> What you will do
a) In the article about the Vikings and Sam Darnold, roughly how much would a franchise tag on Darnold have been worth?
b) Extend the article on the Vikings' quarterback decision, picking up right after its final sentence.

> Text shown
If the Minnesota Vikings have no intention of keeping Sam Darnold, they sure aren’t doing themselves any favors by dragging out their contract saga with the 27-year-old quarterback.
Less than a week before free agency opens, it is unclear whether Darnold will walk to free agency or if Minnesota will re-sign him.
After the Vikings declined to apply a franchise tag to Darnold, worth roughly $40 million, the buzz is that Darnold’s market isn’t nearly as lucrative as perceived internally.
New proposals have surfaced that Darnold could return to Minnesota on a multi-year deal for less than $30 million a season. With that structure, the Vikings’ quarterback spending would be similar to the 2024 season, when they spent 28.5 million in dead cap to part ways with Kirk Cousins.
It wouldn’t be the worst timeline for a team that seemed to open their contention window a year early, winning 14 games last season.
However, it could alienate the Vikings from their future with J.J. McCarthy.
Pro Football Talk’s Mike Florio sounded the alarms that if the Vikings strike a multi-year deal with Darnold that McCarthy would request a trade.
“If they make a two-year commitment to Sam Donald, I predict JJ McCarthy’s going to ask to be traded,” Florio said March 5 on KFAN radio. “Maybe that’s what the Vikings would want to do. You know, before the wheels came off in Week 18 for Darnold, before the chariot went back into a pumpkin, the thinking was, ‘Hey, wait a minute, we kind of stumbled into plutonium by accident with Sam Darnold.”

> Extracted data
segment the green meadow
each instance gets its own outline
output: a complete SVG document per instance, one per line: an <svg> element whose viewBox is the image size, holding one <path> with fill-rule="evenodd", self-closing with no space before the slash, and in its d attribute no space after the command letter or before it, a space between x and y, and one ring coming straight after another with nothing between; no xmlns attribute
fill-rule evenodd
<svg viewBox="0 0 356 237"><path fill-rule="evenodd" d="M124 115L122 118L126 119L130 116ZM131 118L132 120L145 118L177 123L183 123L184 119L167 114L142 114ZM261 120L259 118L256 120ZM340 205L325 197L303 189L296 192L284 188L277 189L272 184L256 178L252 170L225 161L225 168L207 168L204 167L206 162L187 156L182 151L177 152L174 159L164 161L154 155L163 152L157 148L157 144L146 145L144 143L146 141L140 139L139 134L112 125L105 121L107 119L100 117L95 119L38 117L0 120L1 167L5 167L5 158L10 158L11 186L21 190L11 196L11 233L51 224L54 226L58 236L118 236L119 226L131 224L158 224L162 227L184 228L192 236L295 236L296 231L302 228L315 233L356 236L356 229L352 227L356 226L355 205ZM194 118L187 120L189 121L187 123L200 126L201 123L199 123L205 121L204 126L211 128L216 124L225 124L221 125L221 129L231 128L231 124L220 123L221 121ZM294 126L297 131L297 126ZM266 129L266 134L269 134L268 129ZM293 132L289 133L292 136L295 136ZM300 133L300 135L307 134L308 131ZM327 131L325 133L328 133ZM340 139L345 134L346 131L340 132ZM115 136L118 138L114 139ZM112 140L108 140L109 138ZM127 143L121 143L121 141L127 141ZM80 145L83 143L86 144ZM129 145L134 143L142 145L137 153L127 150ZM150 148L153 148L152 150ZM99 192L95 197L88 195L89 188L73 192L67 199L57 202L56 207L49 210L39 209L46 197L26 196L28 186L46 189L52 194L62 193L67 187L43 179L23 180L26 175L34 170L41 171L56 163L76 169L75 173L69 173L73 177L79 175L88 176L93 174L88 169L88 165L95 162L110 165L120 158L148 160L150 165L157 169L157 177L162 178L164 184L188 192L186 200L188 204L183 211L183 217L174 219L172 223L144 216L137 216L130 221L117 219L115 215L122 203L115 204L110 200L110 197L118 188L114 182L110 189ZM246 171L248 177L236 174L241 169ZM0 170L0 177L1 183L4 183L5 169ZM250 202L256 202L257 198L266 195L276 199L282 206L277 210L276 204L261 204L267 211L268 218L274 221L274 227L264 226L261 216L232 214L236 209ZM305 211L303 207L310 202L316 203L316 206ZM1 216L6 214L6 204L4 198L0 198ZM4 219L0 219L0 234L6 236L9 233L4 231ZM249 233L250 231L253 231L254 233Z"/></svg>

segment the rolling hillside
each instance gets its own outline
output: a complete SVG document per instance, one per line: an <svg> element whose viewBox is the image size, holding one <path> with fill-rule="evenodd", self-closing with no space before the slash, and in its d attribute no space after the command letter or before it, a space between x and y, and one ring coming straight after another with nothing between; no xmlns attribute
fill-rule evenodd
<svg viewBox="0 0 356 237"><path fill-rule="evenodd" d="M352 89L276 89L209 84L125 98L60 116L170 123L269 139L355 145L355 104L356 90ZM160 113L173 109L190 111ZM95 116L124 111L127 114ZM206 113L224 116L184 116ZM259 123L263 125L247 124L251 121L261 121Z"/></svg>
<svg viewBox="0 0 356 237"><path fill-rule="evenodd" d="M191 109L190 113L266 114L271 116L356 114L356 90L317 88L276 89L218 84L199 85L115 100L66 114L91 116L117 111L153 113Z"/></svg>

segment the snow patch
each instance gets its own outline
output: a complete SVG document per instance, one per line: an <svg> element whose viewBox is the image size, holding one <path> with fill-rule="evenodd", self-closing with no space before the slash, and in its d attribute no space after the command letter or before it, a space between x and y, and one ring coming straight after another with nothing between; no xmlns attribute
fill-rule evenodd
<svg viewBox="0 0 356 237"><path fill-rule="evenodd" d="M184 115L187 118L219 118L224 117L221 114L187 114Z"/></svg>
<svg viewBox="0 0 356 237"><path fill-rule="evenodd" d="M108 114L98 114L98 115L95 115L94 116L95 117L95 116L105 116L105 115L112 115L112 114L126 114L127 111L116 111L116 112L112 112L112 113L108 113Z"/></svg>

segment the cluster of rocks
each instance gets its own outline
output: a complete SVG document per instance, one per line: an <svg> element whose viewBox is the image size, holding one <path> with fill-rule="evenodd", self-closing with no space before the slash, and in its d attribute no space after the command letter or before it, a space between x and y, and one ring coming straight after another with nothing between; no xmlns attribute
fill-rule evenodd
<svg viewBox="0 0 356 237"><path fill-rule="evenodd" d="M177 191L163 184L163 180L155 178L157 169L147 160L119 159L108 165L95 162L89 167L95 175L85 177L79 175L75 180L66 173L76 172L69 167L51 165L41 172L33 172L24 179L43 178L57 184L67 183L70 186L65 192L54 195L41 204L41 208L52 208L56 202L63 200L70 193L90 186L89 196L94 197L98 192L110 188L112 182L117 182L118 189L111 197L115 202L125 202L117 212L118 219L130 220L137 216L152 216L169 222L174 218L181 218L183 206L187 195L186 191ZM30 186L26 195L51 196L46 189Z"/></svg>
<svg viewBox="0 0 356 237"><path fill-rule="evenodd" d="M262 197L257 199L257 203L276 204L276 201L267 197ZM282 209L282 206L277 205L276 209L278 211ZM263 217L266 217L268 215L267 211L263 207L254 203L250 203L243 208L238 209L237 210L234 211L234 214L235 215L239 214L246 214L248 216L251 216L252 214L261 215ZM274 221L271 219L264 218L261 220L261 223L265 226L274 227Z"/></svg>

> Answers to this exercise
a) Roughly $40 million.

b)
Florio admitted that the potential the Vikings attempt a three-year, Aaron Rodgers-Jordan Love plan at quarterback does not thrill him.
But it is a possibility. Before Darnold struggled against the Los Angeles Rams and Detroit Lions in the final two games of the season, he was considered a dark-horse MVP candidate.
There’s reason to believe he could elevate his game another level after throwing for 4,319 yards passing and 35 touchdowns in his first year in Minnesota.
However, even if Darnold were to sign a multi-year deal, he would likely still be on a year-to-year basis with the Vikings, who selected McCarthy 10th overall for a reason. Head coach Kevin O’Connell called himself the “quarterback killer” during the 2024 draft evaluation process for his particularity in selecting the franchise quarterback he would wed himself to for the long-term.
A one-year retread with Darnold, where the Vikings hope to boost his value and get more in a trade would make more sense than foregoing the plans they hatched since parting ways with Cousins.